_PASSAGE PROVIDED_.
━━━━━━

Friday, December 11, 2009

Forgotten Kids' Books: Have Gun Will Travel, Maverick, Zorro

When I was 13 I discovered the paperback series of Doc Savage, Tarzan and James Bond, and my reading habits changed forever.

Before that, I read a lot of Jules Verne and H.G. Wells, along with other classics of literature like Frankenstein, Dracula and Dr. Jekyll & Mr. Hyde. And I remember devouring all the books the school library had by Lester Del Ray (sci-fi) and William Campbell Gault (sports).

But the only books I still have from those days are the Whitman Authorized TV Editions, like those featured here. There are lots of others . . . Bat Masterson, The Rifleman, The Rebel, Wagon Train, The Restless Gun, Cheyenne, but I chose these three because they were among my favorite shows. And of course, they all had first-rate theme songs.

━━━━━━

_DATASET_.
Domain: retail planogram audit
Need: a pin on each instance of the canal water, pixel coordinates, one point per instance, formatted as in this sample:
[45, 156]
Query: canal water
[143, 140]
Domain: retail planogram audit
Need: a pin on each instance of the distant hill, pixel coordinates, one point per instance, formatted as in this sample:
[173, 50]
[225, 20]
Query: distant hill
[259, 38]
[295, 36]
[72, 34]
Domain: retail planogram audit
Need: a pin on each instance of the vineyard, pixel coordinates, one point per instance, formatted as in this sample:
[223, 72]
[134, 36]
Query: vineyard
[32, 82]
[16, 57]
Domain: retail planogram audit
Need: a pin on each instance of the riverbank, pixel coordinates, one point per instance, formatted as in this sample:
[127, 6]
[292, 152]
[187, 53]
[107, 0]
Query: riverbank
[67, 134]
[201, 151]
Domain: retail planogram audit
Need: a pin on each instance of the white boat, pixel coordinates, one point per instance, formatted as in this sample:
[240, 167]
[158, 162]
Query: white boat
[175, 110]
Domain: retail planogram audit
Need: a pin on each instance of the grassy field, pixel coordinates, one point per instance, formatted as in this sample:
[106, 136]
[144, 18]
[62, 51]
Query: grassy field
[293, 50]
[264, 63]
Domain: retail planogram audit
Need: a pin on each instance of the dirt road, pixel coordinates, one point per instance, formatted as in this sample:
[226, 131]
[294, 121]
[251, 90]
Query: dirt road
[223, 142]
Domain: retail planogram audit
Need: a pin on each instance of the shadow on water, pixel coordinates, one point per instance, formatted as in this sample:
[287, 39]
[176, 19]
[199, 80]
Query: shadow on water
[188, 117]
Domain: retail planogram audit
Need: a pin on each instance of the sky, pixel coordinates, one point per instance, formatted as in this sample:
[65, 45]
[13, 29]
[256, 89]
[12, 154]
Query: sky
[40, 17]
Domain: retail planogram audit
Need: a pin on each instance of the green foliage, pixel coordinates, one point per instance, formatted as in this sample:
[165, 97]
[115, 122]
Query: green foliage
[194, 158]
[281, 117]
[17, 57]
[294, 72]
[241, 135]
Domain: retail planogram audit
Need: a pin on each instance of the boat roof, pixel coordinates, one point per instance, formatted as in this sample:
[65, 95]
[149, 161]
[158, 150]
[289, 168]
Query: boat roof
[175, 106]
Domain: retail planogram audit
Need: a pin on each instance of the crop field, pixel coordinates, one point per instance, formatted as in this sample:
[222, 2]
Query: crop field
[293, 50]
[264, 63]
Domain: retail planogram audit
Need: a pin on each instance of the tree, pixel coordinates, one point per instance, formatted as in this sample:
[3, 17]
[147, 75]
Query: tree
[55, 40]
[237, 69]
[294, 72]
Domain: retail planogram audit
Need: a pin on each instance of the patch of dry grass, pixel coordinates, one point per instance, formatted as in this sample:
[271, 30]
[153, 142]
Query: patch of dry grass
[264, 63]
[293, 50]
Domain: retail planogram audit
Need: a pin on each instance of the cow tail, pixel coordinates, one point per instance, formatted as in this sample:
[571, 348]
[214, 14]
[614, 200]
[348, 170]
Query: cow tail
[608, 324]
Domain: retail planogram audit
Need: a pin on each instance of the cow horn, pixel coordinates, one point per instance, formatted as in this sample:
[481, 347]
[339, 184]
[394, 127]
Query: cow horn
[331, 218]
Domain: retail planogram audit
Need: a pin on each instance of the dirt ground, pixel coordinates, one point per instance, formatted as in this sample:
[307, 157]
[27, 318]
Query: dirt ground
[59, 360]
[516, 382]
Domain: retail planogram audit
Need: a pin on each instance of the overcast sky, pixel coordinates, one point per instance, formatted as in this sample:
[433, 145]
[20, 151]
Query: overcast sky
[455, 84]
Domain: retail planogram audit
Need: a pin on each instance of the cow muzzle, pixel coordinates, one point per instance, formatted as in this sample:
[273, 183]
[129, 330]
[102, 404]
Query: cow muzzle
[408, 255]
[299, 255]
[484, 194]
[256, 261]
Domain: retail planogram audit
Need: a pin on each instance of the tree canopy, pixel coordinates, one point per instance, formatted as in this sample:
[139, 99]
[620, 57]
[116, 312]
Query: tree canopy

━━━━━━

_TASKS FOR THIS EXERCISE_.
(1) From the blog post on forgotten kids' books above, write out everything from "When I was 13" down to "first-rate theme songs.".
(2) According to the post on forgotten kids' books, which books from those early reading days does the writer still have?

_SOLVED PROBLEMS_.
(1)
When I was 13 I discovered the paperback series of Doc Savage, Tarzan and James Bond, and my reading habits changed forever.

Before that, I read a lot of Jules Verne and H.G. Wells, along with other classics of literature like Frankenstein, Dracula and Dr. Jekyll & Mr. Hyde. And I remember devouring all the books the school library had by Lester Del Ray (sci-fi) and William Campbell Gault (sports).

But the only books I still have from those days are the Whitman Authorized TV Editions, like those featured here. There are lots of others . . . Bat Masterson, The Rifleman, The Rebel, Wagon Train, The Restless Gun, Cheyenne, but I chose these three because they were among my favorite shows. And of course, they all had first-rate theme songs.

(2) The Whitman Authorized TV Editions.